*** GIVEN INFORMATION ***

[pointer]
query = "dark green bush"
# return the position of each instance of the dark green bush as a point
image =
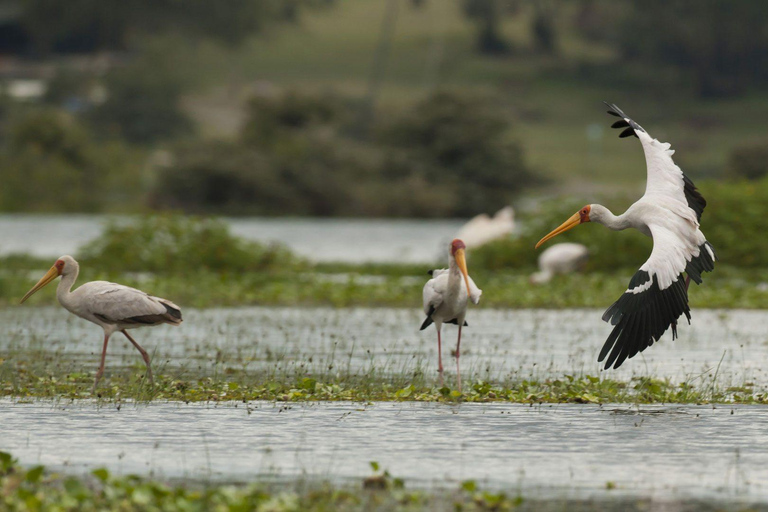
(142, 103)
(52, 163)
(733, 222)
(608, 249)
(462, 142)
(176, 245)
(749, 161)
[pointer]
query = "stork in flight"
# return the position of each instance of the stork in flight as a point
(111, 306)
(445, 298)
(669, 212)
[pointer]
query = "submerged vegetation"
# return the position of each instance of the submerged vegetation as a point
(38, 488)
(24, 376)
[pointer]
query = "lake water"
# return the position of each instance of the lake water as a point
(321, 240)
(497, 345)
(553, 451)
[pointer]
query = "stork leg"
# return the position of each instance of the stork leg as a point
(143, 354)
(100, 371)
(458, 353)
(439, 357)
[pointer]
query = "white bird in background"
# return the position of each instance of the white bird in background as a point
(560, 259)
(669, 212)
(445, 300)
(111, 306)
(482, 229)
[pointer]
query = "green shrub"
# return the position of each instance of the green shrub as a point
(749, 161)
(175, 245)
(733, 222)
(52, 163)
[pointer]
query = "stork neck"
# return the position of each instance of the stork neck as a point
(609, 220)
(454, 274)
(64, 289)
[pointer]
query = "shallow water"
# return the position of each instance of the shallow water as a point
(498, 344)
(322, 240)
(559, 450)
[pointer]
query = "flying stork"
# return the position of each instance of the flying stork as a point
(669, 213)
(445, 299)
(111, 306)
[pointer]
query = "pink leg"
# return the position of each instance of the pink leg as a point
(143, 354)
(439, 357)
(458, 372)
(100, 371)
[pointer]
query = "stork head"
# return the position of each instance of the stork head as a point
(63, 266)
(580, 217)
(458, 255)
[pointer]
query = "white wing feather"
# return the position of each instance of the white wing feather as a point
(665, 178)
(435, 288)
(118, 302)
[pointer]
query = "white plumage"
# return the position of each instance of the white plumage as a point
(483, 229)
(560, 259)
(445, 298)
(669, 212)
(111, 306)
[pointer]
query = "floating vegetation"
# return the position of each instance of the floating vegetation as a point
(241, 387)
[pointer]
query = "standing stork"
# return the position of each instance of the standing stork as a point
(669, 212)
(111, 306)
(445, 299)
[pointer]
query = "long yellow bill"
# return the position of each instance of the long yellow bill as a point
(47, 278)
(572, 222)
(461, 261)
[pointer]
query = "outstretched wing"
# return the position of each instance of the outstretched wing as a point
(116, 303)
(665, 178)
(656, 297)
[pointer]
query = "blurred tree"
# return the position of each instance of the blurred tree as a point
(543, 27)
(721, 44)
(487, 15)
(463, 141)
(749, 161)
(51, 163)
(450, 155)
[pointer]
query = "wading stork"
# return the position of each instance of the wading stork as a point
(445, 298)
(113, 307)
(560, 259)
(669, 212)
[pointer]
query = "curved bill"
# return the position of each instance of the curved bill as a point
(572, 222)
(462, 263)
(47, 278)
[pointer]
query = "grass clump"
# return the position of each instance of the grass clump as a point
(175, 244)
(24, 379)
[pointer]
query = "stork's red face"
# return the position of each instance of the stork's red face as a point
(577, 218)
(457, 252)
(55, 271)
(456, 245)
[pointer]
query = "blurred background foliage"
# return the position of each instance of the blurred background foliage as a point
(394, 108)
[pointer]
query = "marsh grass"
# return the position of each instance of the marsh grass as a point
(38, 488)
(35, 375)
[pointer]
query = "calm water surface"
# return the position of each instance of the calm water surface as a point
(548, 451)
(342, 240)
(498, 344)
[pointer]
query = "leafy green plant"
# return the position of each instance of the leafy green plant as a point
(174, 244)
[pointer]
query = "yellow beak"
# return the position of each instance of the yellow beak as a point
(47, 278)
(462, 263)
(572, 222)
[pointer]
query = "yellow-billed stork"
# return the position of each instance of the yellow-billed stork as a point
(111, 306)
(669, 212)
(445, 298)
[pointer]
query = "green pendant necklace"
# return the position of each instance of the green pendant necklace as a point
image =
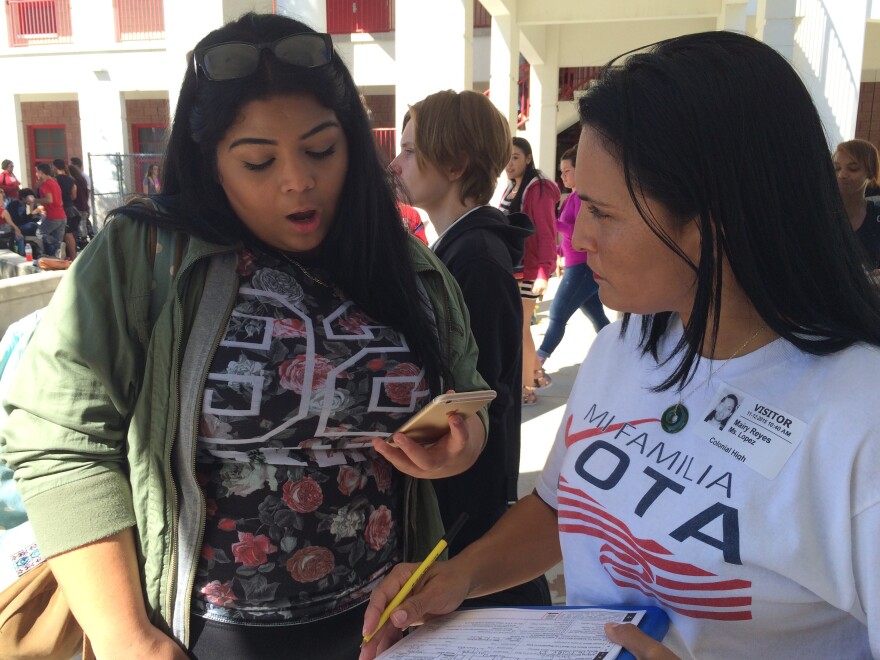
(676, 416)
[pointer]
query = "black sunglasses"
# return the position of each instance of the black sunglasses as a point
(239, 59)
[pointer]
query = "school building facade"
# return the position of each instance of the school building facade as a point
(100, 77)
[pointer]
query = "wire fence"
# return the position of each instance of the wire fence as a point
(116, 179)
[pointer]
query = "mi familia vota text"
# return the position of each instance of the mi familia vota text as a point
(605, 461)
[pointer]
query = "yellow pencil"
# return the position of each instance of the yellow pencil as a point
(430, 559)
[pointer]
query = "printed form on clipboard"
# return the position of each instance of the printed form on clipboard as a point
(563, 633)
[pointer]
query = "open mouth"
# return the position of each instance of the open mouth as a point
(302, 216)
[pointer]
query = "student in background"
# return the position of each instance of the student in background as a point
(858, 166)
(453, 147)
(532, 193)
(578, 288)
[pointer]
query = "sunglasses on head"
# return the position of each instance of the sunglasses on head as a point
(239, 59)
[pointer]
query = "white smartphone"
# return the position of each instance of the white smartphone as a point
(430, 423)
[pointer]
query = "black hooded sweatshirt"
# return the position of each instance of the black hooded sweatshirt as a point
(480, 251)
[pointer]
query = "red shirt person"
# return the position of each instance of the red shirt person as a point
(49, 193)
(9, 183)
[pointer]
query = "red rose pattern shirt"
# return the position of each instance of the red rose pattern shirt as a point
(303, 516)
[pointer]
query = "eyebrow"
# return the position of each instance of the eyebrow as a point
(330, 123)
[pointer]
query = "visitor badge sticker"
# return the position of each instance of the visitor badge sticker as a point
(750, 431)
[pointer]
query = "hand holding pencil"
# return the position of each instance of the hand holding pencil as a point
(393, 591)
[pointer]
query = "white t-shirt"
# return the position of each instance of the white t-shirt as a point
(758, 534)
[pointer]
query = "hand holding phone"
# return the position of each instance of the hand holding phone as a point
(431, 422)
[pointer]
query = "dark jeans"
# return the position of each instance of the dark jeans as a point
(577, 289)
(334, 638)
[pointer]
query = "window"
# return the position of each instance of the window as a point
(347, 16)
(139, 19)
(482, 18)
(148, 143)
(38, 21)
(47, 143)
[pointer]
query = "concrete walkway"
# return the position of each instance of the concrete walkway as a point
(541, 421)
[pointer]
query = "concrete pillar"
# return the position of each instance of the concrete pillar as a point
(544, 97)
(14, 141)
(104, 132)
(433, 50)
(733, 16)
(825, 43)
(504, 66)
(311, 12)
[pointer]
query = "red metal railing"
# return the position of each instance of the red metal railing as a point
(385, 142)
(38, 22)
(572, 79)
(139, 19)
(349, 16)
(482, 18)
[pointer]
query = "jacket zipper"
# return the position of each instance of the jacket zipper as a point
(171, 589)
(221, 328)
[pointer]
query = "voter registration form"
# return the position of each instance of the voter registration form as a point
(515, 634)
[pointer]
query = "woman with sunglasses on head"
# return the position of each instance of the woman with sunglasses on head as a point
(208, 472)
(740, 277)
(578, 288)
(532, 193)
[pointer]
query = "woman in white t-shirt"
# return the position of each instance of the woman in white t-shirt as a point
(759, 538)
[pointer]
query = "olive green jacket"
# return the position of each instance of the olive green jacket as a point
(103, 412)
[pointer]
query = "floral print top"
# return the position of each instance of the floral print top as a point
(303, 516)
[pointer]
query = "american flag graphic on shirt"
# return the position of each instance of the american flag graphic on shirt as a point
(647, 566)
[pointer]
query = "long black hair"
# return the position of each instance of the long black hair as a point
(709, 125)
(531, 172)
(367, 248)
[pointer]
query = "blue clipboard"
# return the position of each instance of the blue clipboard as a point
(654, 623)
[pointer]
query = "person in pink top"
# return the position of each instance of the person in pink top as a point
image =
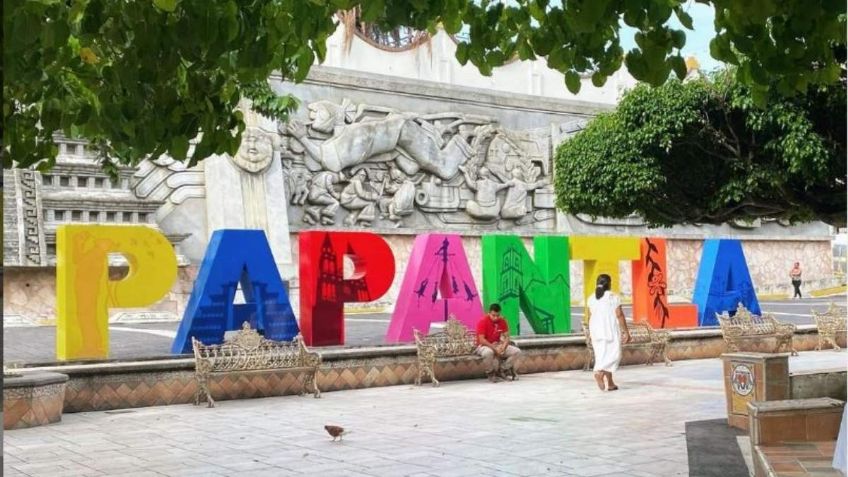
(795, 275)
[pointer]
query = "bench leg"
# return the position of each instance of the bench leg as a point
(203, 390)
(426, 368)
(828, 339)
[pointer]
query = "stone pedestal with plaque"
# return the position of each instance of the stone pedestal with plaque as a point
(753, 377)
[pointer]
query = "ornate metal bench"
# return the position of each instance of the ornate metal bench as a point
(455, 341)
(745, 326)
(250, 351)
(642, 335)
(830, 323)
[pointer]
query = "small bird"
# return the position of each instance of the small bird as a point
(335, 431)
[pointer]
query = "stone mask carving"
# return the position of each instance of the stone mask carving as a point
(256, 150)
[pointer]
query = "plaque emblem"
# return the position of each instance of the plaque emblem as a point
(742, 379)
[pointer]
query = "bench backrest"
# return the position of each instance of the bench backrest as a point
(248, 350)
(748, 322)
(454, 340)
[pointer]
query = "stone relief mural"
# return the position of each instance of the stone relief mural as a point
(359, 165)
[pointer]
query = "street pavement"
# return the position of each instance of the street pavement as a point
(662, 422)
(33, 345)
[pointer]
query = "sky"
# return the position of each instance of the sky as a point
(697, 41)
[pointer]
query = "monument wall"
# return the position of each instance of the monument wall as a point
(398, 157)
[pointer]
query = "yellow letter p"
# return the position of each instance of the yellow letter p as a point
(84, 292)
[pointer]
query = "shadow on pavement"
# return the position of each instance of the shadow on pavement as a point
(713, 449)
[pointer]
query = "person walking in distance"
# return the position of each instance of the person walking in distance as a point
(795, 275)
(493, 344)
(606, 323)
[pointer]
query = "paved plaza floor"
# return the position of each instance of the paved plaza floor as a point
(37, 344)
(543, 424)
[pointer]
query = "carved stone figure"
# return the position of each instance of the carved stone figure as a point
(298, 186)
(324, 198)
(360, 199)
(255, 151)
(246, 191)
(402, 203)
(485, 204)
(444, 170)
(419, 147)
(515, 203)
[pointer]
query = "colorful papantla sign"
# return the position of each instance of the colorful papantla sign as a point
(438, 283)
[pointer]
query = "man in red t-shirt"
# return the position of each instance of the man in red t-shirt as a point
(493, 345)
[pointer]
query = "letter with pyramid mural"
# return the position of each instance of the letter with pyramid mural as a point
(438, 283)
(723, 281)
(236, 258)
(540, 289)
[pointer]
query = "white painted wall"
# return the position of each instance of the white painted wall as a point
(436, 61)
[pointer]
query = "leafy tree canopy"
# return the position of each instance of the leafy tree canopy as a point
(146, 77)
(700, 151)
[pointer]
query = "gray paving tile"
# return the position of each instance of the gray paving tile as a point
(546, 424)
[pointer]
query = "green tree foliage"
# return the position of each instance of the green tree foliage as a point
(701, 151)
(146, 77)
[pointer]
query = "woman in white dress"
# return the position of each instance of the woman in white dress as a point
(606, 320)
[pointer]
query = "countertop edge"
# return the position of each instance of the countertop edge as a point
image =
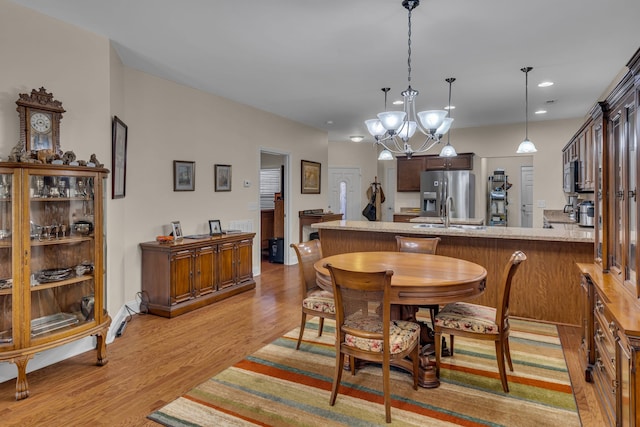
(512, 233)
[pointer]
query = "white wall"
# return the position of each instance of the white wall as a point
(166, 122)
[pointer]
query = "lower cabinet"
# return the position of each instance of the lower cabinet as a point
(182, 276)
(611, 345)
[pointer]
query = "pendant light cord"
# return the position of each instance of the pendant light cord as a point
(409, 50)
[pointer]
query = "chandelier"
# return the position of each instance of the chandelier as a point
(393, 129)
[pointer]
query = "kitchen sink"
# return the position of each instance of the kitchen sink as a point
(469, 226)
(457, 226)
(428, 226)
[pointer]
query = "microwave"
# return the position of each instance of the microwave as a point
(570, 177)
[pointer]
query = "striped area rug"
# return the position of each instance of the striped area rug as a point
(279, 386)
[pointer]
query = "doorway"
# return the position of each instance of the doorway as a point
(274, 206)
(344, 192)
(526, 196)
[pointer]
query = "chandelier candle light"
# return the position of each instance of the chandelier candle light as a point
(394, 129)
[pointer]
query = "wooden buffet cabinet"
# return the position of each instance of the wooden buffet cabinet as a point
(52, 284)
(191, 273)
(606, 147)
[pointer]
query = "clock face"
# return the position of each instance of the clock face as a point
(41, 122)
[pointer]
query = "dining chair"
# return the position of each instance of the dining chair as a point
(364, 329)
(482, 322)
(422, 245)
(315, 300)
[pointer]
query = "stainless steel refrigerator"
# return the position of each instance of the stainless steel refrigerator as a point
(436, 186)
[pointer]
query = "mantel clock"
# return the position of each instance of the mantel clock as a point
(40, 117)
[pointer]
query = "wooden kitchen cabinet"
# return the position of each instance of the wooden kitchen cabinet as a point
(408, 173)
(185, 275)
(611, 338)
(408, 170)
(52, 239)
(463, 161)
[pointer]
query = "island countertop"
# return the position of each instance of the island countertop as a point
(515, 233)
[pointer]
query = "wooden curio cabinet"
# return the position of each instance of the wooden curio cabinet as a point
(52, 238)
(191, 273)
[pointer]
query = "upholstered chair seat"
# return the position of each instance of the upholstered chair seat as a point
(468, 317)
(402, 334)
(365, 330)
(482, 322)
(320, 300)
(315, 300)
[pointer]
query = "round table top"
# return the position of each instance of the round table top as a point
(417, 278)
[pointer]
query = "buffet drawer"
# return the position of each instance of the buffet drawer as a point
(605, 385)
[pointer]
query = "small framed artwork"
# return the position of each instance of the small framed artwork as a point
(184, 175)
(176, 229)
(214, 227)
(118, 158)
(223, 177)
(310, 177)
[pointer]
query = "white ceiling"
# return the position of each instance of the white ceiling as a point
(320, 61)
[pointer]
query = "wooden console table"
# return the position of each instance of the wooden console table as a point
(312, 216)
(182, 276)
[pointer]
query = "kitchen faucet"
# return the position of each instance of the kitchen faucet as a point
(448, 205)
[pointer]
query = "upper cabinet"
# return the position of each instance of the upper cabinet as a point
(579, 162)
(408, 170)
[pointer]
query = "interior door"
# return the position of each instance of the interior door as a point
(344, 193)
(526, 196)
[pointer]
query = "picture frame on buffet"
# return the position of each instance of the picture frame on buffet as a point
(215, 229)
(176, 230)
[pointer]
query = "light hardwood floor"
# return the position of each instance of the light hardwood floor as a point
(157, 360)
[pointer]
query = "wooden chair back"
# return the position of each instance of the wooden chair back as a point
(361, 294)
(423, 245)
(502, 311)
(308, 253)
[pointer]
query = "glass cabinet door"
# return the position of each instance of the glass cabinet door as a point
(6, 258)
(62, 245)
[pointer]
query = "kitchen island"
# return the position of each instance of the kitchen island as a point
(547, 287)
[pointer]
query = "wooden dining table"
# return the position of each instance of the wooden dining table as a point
(418, 279)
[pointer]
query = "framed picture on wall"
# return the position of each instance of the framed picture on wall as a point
(214, 227)
(222, 177)
(310, 177)
(118, 158)
(184, 175)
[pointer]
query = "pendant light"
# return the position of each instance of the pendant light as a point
(526, 146)
(448, 150)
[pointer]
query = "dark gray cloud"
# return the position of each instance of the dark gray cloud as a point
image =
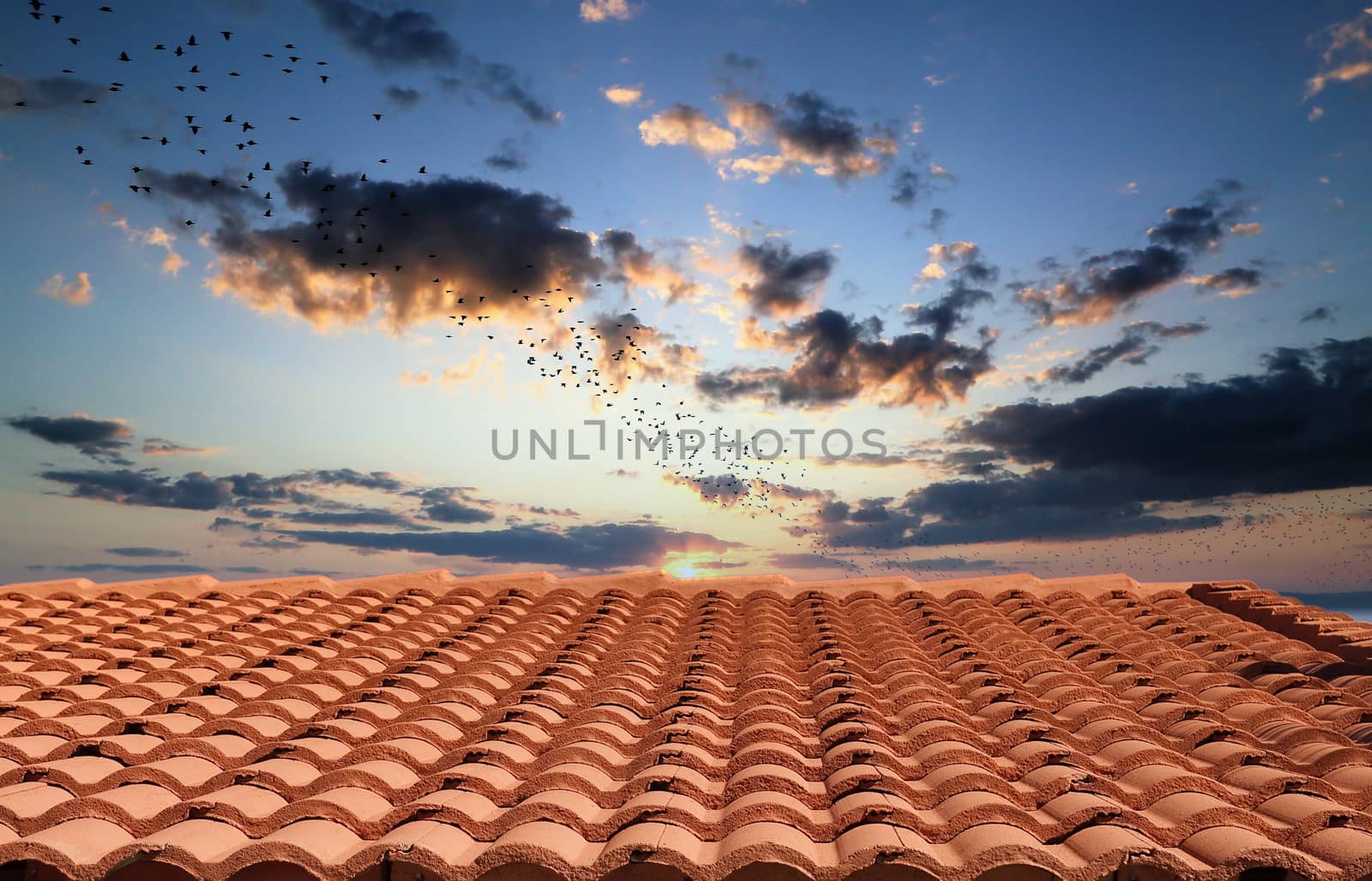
(405, 98)
(357, 516)
(452, 504)
(1232, 281)
(381, 480)
(840, 359)
(809, 130)
(740, 63)
(415, 39)
(601, 546)
(196, 490)
(146, 487)
(501, 84)
(45, 94)
(1135, 346)
(103, 439)
(1104, 286)
(1106, 467)
(508, 157)
(161, 446)
(1301, 425)
(781, 281)
(950, 311)
(909, 187)
(638, 267)
(397, 39)
(487, 240)
(144, 552)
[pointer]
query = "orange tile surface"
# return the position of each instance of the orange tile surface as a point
(635, 727)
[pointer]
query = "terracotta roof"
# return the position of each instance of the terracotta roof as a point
(637, 727)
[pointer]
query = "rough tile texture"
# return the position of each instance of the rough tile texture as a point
(424, 727)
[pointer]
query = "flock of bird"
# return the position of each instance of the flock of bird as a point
(600, 356)
(596, 356)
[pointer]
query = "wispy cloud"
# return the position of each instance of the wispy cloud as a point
(77, 291)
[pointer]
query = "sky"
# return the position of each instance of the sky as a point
(973, 288)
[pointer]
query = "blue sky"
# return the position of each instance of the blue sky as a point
(1088, 235)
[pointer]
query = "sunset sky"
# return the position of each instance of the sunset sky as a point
(1098, 272)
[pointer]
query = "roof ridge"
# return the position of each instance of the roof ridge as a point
(637, 581)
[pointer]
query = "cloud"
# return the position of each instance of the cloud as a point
(1135, 346)
(686, 125)
(1298, 425)
(508, 158)
(161, 446)
(357, 516)
(45, 94)
(398, 39)
(740, 63)
(452, 504)
(194, 492)
(1346, 57)
(1108, 284)
(623, 95)
(966, 268)
(404, 98)
(486, 239)
(144, 552)
(806, 130)
(482, 370)
(148, 487)
(937, 220)
(103, 439)
(631, 347)
(77, 293)
(592, 546)
(779, 281)
(607, 9)
(1235, 281)
(840, 359)
(640, 268)
(415, 39)
(729, 490)
(907, 187)
(501, 84)
(173, 262)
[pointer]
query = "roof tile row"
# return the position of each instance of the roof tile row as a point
(638, 727)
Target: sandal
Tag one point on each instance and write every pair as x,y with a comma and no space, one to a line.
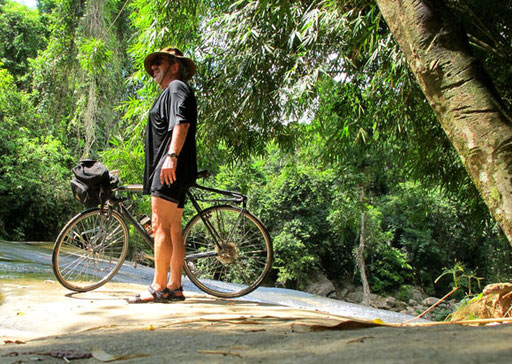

*** End of GIVEN INFORMATION ***

__TASK INSTRUCTIONS__.
Which lines hold the string "necklace"? Copy all of them from the data above.

__ANSWER TO THIS EXERCISE__.
query = "green pendant necklace"
# return the position of each instance of the green pendant necklace as a point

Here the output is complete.